--- Begin TEXT SEGMENT ---

Category Archives: Announcement

News for March 2025

After a good spell last month, the community saw no reason to relent. This month, we had five papers. From tolerant testers for fundamentally important graph problems, to privately testing distributions, to more explorations in the conditional sampling model, to counting and sampling motifs. Also included as a bonus is a result on mulitpass streaming lower bounds for the approximating max-cut.

A Tolerant Independent Set Tester (arXiv) (by Cameron Seth) Consider the setting of testing graph properties in the dense graph model where you have access to the the adjacency matrix of the graph and you may check whether a pair \((i,j)\) is connected by an edge or not. In this model, consider the following task: I want you to design a sublinear time procedure which on input a dense graph, runs in time \(poly(\rho/\varepsilon)\) and returns YES if the graph is \(\varepsilon_1 = \widetilde{\Omega}(\varepsilon)\)-close to having an independent set of size at least \(\rho n\) and returns NO if the graph is \(\varepsilon_2 = \varepsilon\)-far from all graphs that have an independent set of size at least \(\rho n\). The verdict is required in both cases to hold with probability at least \(2/3\). Alright, that’s what the title pretty much gave away already. So, how does the paper establish this result?

--- End TEXT SEGMENT ---
--- Begin SUPPLIED INFORMATION ---

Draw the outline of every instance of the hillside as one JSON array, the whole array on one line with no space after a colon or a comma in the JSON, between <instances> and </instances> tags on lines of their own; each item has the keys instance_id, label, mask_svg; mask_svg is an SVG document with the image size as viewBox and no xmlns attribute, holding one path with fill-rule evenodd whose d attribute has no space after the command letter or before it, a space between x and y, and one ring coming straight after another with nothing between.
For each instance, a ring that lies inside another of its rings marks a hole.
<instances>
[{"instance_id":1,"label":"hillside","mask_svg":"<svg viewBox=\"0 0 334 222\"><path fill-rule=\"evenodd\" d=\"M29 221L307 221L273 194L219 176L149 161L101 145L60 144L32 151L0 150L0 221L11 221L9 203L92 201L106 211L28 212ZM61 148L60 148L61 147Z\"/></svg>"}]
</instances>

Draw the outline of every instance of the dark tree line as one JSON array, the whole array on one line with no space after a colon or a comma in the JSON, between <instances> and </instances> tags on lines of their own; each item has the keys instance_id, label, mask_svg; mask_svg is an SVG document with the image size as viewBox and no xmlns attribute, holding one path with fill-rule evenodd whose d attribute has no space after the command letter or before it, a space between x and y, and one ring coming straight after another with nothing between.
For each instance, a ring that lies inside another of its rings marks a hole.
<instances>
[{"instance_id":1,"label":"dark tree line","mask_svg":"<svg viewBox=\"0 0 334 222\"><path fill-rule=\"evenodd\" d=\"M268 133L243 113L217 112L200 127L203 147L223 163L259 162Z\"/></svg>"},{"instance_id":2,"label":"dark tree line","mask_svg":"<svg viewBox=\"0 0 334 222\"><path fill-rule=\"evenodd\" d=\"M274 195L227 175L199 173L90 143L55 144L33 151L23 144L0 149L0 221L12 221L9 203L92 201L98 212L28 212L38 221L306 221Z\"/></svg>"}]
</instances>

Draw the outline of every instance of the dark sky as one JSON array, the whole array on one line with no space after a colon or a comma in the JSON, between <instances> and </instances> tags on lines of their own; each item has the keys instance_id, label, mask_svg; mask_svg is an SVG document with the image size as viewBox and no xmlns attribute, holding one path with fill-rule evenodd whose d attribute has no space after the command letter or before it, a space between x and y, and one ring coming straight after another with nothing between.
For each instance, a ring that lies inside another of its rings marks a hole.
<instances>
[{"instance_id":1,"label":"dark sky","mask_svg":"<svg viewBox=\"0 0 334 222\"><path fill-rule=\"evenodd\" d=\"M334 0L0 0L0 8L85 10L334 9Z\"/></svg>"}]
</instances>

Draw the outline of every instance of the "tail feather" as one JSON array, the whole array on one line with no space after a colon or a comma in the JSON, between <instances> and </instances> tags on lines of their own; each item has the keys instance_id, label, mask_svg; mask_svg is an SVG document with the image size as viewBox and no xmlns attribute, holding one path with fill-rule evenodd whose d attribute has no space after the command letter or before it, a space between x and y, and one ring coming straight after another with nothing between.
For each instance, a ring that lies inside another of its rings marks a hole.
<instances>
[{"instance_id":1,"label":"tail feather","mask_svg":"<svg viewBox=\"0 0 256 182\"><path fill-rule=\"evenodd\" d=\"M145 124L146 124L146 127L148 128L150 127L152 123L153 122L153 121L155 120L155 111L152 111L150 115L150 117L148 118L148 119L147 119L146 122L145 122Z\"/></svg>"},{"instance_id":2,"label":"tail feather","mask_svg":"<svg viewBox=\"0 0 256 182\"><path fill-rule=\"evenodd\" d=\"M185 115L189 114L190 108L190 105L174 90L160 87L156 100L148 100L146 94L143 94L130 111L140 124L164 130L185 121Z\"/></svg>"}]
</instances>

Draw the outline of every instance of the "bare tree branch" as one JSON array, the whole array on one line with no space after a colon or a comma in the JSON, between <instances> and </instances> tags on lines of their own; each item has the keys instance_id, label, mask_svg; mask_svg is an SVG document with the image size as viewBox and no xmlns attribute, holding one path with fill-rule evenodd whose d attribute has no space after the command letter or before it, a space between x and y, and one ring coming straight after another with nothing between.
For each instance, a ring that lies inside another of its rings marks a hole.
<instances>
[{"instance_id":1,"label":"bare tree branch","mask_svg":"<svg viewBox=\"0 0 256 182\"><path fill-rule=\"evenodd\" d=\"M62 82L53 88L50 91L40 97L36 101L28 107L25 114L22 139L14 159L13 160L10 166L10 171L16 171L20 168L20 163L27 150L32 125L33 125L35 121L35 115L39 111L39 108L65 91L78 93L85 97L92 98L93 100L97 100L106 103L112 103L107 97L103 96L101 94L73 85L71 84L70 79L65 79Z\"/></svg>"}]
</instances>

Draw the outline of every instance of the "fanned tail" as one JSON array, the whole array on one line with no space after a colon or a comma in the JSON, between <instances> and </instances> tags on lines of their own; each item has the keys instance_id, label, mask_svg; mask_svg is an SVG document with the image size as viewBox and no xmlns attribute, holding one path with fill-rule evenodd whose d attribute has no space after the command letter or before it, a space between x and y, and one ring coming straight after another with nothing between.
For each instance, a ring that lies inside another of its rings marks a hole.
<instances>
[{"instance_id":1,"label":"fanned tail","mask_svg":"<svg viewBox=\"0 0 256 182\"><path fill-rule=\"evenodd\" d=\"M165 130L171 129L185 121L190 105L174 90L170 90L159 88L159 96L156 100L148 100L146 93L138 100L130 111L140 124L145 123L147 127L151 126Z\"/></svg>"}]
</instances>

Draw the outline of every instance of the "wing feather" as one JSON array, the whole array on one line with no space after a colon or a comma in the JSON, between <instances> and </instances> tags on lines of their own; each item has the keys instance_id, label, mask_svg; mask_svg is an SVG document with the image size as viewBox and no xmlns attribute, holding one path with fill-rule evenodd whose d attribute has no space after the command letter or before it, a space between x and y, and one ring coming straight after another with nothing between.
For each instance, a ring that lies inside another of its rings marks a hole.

--- End SUPPLIED INFORMATION ---

◆ COMPLETE THE FOLLOWING:
[A] According to the March 2025 news post, how many papers appeared that month?
[B] Write out the March 2025 news post from "After a good" to "the approximating max-cut.", copying every character as it appears.

◆ TASK-BY-TASK ANSWERS:
[A] Five papers.

[B]
After a good spell last month, the community saw no reason to relent. This month, we had five papers. From tolerant testers for fundamentally important graph problems, to privately testing distributions, to more explorations in the conditional sampling model, to counting and sampling motifs. Also included as a bonus is a result on mulitpass streaming lower bounds for the approximating max-cut.